Task inputs:
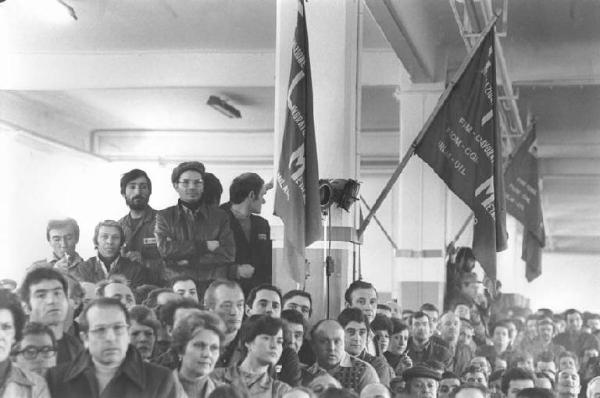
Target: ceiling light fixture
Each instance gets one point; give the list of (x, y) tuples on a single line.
[(55, 11), (221, 105)]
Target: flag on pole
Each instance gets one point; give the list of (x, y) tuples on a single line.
[(297, 183), (462, 144), (523, 202)]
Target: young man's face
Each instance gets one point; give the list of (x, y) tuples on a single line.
[(108, 336), (256, 201), (266, 349), (142, 338), (546, 332), (433, 319), (48, 302), (399, 342), (189, 186), (120, 292), (531, 327), (383, 340), (293, 335), (565, 363), (186, 289), (366, 301), (447, 386), (7, 333), (63, 241), (229, 305), (355, 336), (266, 302), (41, 346), (475, 378), (450, 327), (137, 193), (515, 386), (421, 329), (109, 241), (300, 304)]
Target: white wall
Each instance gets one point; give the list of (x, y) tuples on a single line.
[(42, 181)]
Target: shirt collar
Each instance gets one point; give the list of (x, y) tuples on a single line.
[(16, 375)]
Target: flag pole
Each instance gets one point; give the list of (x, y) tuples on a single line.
[(411, 151), (387, 235)]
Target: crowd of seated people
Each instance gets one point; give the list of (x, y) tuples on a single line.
[(170, 308)]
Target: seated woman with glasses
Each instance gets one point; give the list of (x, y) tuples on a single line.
[(15, 381), (197, 337), (262, 336), (37, 349)]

Task goal:
What lines of the listing contain the word "seated"? Copy them all.

Solution for this problem:
Target: crowd of seated people
Target: seated woman with glasses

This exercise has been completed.